BEGIN SOURCE PASSAGE
Curtain Raiser

The Supreme & Supremo Courts, Colltales

Citizens United, the U.S. Supreme Court’s 2010 ruling that political spending is a form of protected free speech, has not only flooded American politics with corporate money, but it’s also assigned the judiciary with a clear ideological bias.
Similarly, the same branch of government has been given an oversized role in Brazil’s current political crisis. The difficult circumstances trapping the presidents of both countries are matched only by two painfully self-serving legislative classes.
While President Obama’s leaves office within a year, President Dilma Rousseff may be forced out even before that. Such limits, along with inefficient congresses, grant legal courts in both sides of the Equator a unique, and extra, charge of power.
To their constitutional role of interpreting the law, judges are being asked to reflect society’s rifts too, as exemplified by recent decisions split along partisan lines. Developments in both countries have only highlighted this new political reality.
While U.S. Justice Antonin Scalia’s death has added a new twist to an already disturbing presidential race, in Brazil the fate of President Dilma Rousseff and her predecessor Luis Inácio Lula da Silva may rest solely in Justice Gilmar Mendes’ hands.
The first, immediate impact of Citizens United was, obviously, financial: at this point, the cost of the campaign is estimated to be already in the billions, but no one can determine exactly how these staggering funds are being channeled to candidates.
But a more pervasive effect of that overextended role may be at play even before a new president term starts. As a new judge is

urgently needed to restore the U.S. Supreme Court’s odd number of justices, a condition for it to reach decisions by vote majority, it’s already clear that ideological orientation, more than experience at the bench, will be the determining factor for the choice.
President Obama has done his constitutional duty by picking moderate judge Merrick Garland as the nominee. By the Republican majority in Congress is already set not to vet anyone for the job before 2017, ideally under a Republican president.
END SOURCE PASSAGE
WORK TO DO —
1. In the essay on the U.S. and Brazilian supreme courts, whom did President Obama pick as his nominee?
2. Check each statement against the essay on the U.S. and Brazilian supreme courts. Answer yes or no for each, and quote the deciding words. (a) Citizens United was a 2010 ruling. (b) The campaign's cost is estimated to be in the millions. (c) The fate of Dilma Rousseff and Lula may rest with Justice Gilmar Mendes.
3. Write a continuation of the essay on the U.S. and Brazilian supreme courts, starting after its final sentence.
The records play no part in what is asked here.
BEGIN DATA ROWS
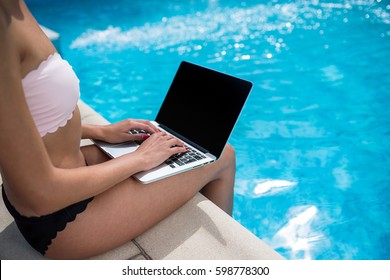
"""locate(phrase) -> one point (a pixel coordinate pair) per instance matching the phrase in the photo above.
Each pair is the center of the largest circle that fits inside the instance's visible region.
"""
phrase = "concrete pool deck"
(198, 230)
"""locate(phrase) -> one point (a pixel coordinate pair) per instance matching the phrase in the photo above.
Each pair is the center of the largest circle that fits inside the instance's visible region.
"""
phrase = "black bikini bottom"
(40, 231)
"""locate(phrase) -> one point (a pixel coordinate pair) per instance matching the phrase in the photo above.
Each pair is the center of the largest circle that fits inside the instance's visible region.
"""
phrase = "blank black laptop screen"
(203, 105)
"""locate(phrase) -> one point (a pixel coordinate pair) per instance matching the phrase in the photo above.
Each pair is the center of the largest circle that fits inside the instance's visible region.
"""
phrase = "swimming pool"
(313, 141)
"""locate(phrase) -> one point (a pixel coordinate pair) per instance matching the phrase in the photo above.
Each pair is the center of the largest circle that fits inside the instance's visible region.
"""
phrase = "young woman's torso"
(63, 145)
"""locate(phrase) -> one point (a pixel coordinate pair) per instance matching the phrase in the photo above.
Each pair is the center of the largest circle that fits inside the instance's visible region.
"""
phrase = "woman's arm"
(118, 132)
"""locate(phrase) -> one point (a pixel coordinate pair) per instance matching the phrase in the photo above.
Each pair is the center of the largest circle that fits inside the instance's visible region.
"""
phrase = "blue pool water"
(313, 141)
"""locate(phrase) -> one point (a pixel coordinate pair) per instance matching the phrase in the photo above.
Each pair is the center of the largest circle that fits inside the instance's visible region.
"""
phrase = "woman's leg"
(130, 208)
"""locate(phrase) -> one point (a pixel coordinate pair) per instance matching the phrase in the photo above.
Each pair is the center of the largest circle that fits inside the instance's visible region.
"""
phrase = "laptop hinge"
(181, 137)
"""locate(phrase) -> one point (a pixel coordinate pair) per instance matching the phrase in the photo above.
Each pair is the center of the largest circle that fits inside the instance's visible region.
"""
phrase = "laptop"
(201, 108)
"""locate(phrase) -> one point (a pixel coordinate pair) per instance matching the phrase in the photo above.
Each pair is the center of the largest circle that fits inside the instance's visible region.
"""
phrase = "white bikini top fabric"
(52, 91)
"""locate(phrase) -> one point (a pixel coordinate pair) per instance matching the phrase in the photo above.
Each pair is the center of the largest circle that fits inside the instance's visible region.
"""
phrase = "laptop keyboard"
(178, 159)
(185, 158)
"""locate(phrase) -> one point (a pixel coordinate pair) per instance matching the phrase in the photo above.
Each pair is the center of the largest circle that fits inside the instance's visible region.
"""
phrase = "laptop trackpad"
(117, 150)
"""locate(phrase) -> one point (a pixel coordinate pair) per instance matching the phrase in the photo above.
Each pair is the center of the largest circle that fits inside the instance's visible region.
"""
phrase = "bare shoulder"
(5, 21)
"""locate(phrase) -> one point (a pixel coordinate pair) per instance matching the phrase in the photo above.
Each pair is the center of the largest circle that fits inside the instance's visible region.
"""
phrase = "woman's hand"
(158, 148)
(119, 132)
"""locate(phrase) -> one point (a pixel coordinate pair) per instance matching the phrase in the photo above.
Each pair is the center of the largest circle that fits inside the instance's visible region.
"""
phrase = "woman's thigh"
(127, 210)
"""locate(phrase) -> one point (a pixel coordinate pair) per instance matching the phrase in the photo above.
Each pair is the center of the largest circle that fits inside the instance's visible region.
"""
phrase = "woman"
(71, 202)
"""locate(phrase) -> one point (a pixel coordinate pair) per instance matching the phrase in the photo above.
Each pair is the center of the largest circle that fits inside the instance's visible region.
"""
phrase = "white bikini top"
(52, 91)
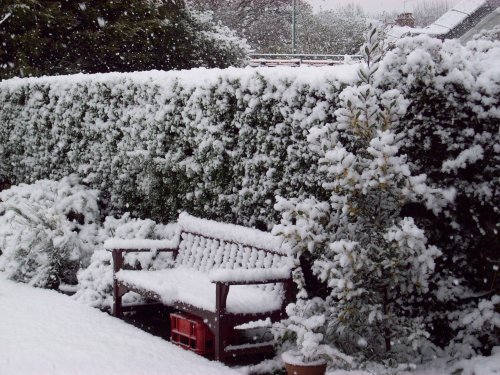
END DATA ROWS
RESULTS —
1. He picked moderate judge Merrick Garland.

2.
(a) Yes: "the U.S. Supreme Court’s 2010 ruling that political spending is a form of protected free speech"
(b) No: "the cost of the campaign is estimated to be already in the billions"
(c) Yes: "may rest solely in Justice Gilmar Mendes’ hands"

3.
While it’s likely that the impasse will not be resolved by the November elections, it’ll certainly influence it politically, all along and beyond. Even though it’s impossible to foresee how a nominee will weight on Supreme Court decisions once there, his (or hers?) sponsors will make sure that their political interests will be met and served well on future rulings.
It’s been said that the court presided by Chief Justice John P. Roberts has reached some historical decisions, not always reflecting a conservative bias, such as the Same-Sex Marriage ruling, for instance. Citizens United, however, followed a strictly partisan approach, as it was originated by a lobby group’s appeal to air a critical advertising film against Hillary Rodham Clinton.
The 5-4 decision effectively opened the gates of the American electoral process to opaque corporate money (and of unions, but they no longer hold the sway over voters as they did in the past), and cheapened the value of individual contributions. Until, and if, it may be overcome, the Jan 2010 ruling remains the single, most influential factor in the U.S. electoral process.
In Brazil, the first decade of the new century saw unprecedented economic growth and optimism, out of ruling Worker’s Party’s daft policies, and a charismatic President Lula. But, behind the scenes, something way more malodorous was also at play.
Despite successful social programs, which lifted millions of Brazilians out of extreme poverty, PT became synonymous of scandals and corruption schemes, undermining its public moral stand. As successive probes came on knocking on Brasília’s Palácio do Planalto, the opposition, led by the Social Democrats of PSDB, saw blood in the water and seized the momentum.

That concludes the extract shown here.